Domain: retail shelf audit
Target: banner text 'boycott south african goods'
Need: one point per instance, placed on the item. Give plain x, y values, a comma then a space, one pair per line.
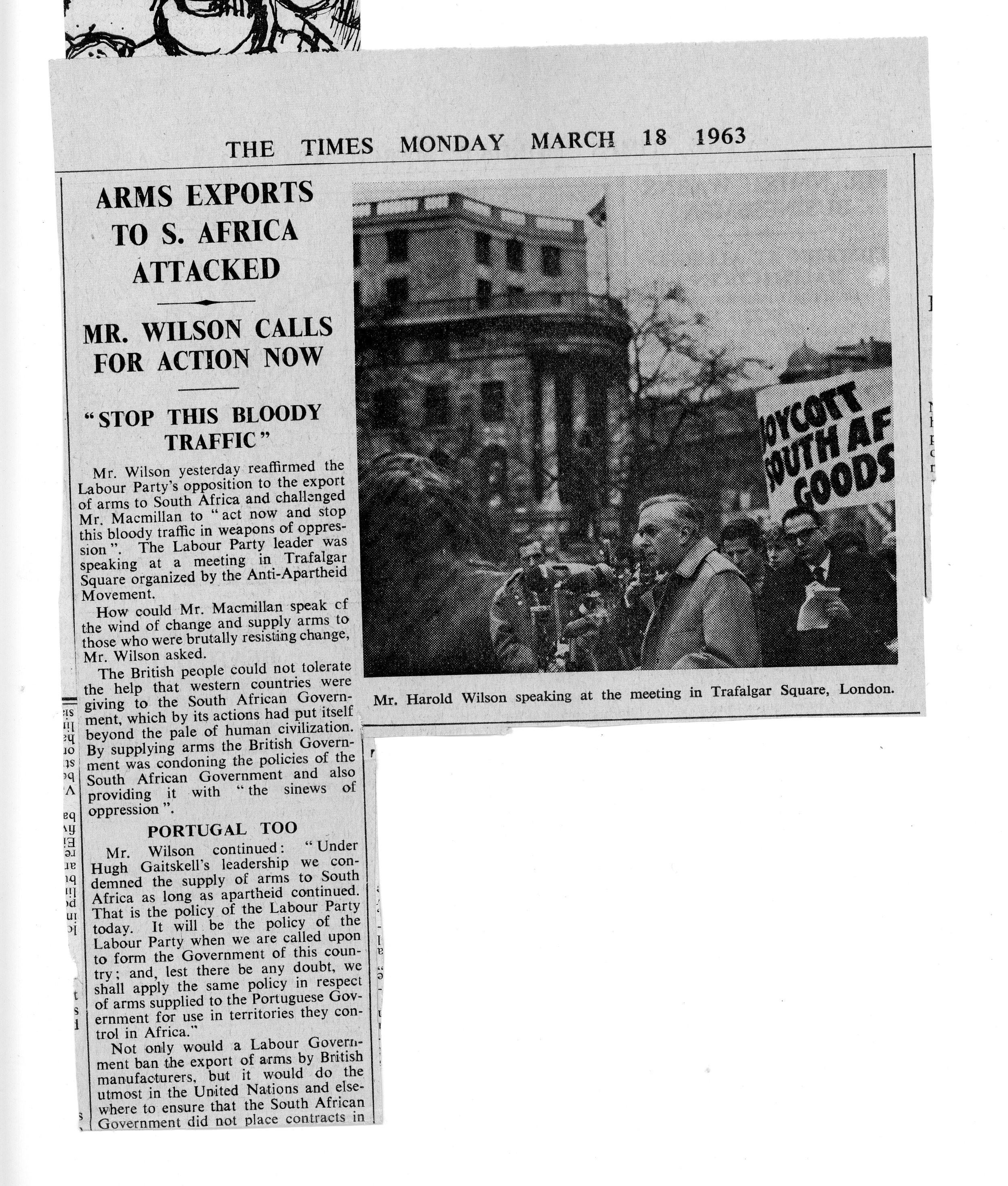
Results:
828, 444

· · · · ·

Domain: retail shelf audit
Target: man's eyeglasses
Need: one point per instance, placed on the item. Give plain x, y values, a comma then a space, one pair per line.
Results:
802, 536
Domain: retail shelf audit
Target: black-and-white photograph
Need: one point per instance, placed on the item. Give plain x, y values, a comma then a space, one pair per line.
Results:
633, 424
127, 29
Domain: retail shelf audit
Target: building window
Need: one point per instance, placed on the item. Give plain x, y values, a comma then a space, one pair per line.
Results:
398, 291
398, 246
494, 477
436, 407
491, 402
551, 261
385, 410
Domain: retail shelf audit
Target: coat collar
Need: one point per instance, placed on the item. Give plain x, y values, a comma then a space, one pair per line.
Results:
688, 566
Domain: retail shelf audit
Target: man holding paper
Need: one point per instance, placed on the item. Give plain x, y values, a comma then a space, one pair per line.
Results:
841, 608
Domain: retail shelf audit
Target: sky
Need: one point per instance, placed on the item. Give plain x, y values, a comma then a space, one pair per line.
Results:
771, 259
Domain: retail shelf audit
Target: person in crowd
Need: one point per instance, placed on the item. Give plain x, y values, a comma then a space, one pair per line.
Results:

· · · · ·

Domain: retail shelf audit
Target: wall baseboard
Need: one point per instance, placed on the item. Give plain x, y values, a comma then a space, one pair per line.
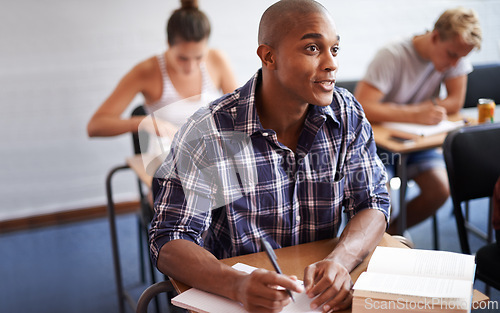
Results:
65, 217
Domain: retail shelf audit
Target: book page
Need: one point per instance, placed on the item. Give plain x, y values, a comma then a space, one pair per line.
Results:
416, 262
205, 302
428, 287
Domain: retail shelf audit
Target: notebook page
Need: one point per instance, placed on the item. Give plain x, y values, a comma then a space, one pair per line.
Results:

· · · · ·

TASK DESCRIPTION:
Count how many lines in the items above contain the word "Target", with case counting. Reply with the number only.

EXERCISE OUTPUT:
11